● **ИСХОДНЫЙ ОТРЫВОК**
####

Религиозно-философская концепция К. Н. Леонтьева в интерпретации В. В. Бородаевского

Бесплатный доступ

Представлен анализ публикаций поэта В. В. Бородаевского в начале ХХ века «О трагизме в христианстве» и «О религиозной правде Константина Леонтьева». Рассматриваемые социально-философские и религиозные стороны учения мыслителя, К. Н. Леонтьева пытаясь установить закономерность эволюции взглядов и жизненного пути Леонтьева, осветить единство его идей, высказал свое весьма оригинальное мнение в «споре о христианской культуре». Актуальность исследования определяется усилением интереса в литературоведческой науке к художественной эсхатологии, метаистории, историософии и апокалиптике, а также тем, что малоизвестные публикации Бородаевского о Леонтьеве, несомненно, важны не только для понимания сложных аспектов самобытного наследия русского мыслителя, но и возможностью уточнить мировоззренческую позицию поэта Бородаевского.

Еще

Серебряный век, бородаевский, леонтьев, религиозно-философский дискурс, апокалипсис

Короткий адрес: https://sciup.org/147244791

IDR: 147244791   |   DOI: 10.15393/uchz.art.2024.1091

Текст научной статьи Религиозно-философская концепция К. Н. Леонтьева в интерпретации В. В. Бородаевского

Тема данной статьи обусловлена интересом к осмыслению поэтом Валерианом Валериановичем Бородаевским социально-философской и религиозной сторон учения русского мыслителя К. Н. Леонтьева, его взгляду на природу человека, трактовку чувства страха и понимание им роли спасения.

Закономерный интерес деятелей науки, культуры и искусства рубежа ХIХ–ХХ веков к идеям выдающегося русского религиозного мыслителя и писателя Константина Николаевича Леонтьева (1831–1891) объясняется поисками таких путей духовного преображения жизни, которые вывели бы общество из назревавшего кризиса; именно это вызвало в русской культурной среде острую потребность в религии. Как отмечает А. П. Козырев, современники К. Н. Леонтьева, постигая его философское наследие, испытыва- ли некоторую двойственность: с одной стороны, «ренессанс» хотел «обнаружить в его творчестве объединяющую идею <…> или же ее принципиальное отсутствие», но, с другой – «не преуспел в постижении многогранного образа мыслителя, не укладывавшегося в прокрустово ложе схем и четких формул» [4: 432].

####

● **ЗАДАНИЕ**
Какие годы жизни Константина Николаевича Леонтьева приводятся в отрывке? Записи дальше взяты из другого источника.

● **ЗАПИСИ**
####

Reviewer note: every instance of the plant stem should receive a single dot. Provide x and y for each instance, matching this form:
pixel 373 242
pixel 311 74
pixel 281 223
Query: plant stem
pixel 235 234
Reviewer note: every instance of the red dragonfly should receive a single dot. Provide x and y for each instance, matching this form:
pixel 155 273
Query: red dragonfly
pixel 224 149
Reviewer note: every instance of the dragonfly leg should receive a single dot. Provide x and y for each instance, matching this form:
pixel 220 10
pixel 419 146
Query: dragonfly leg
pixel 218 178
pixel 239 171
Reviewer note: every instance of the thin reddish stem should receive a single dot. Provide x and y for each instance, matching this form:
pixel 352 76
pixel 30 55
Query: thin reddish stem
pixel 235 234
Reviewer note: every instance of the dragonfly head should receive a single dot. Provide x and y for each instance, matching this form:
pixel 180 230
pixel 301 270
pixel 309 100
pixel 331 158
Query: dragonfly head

####

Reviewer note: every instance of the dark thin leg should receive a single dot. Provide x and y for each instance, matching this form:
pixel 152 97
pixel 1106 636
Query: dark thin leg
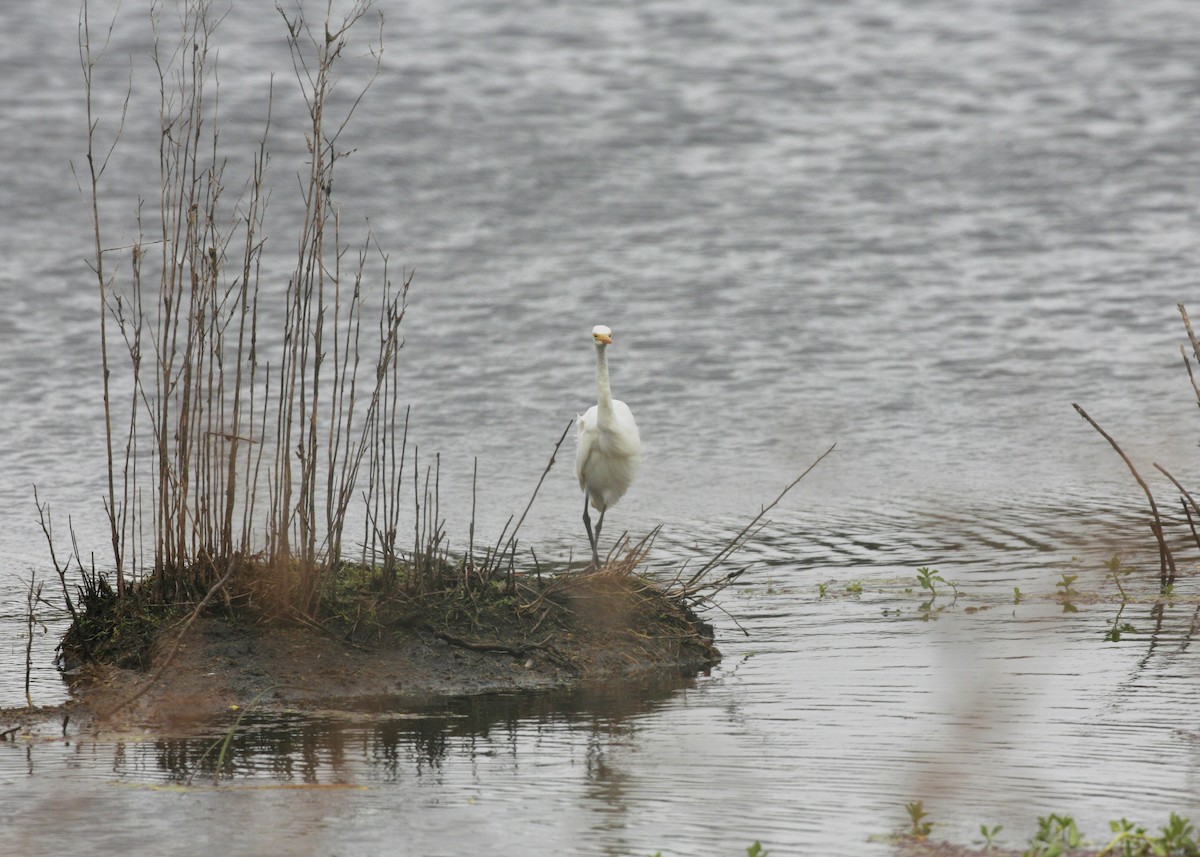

####

● **ОТВЕТ**
1831–1891.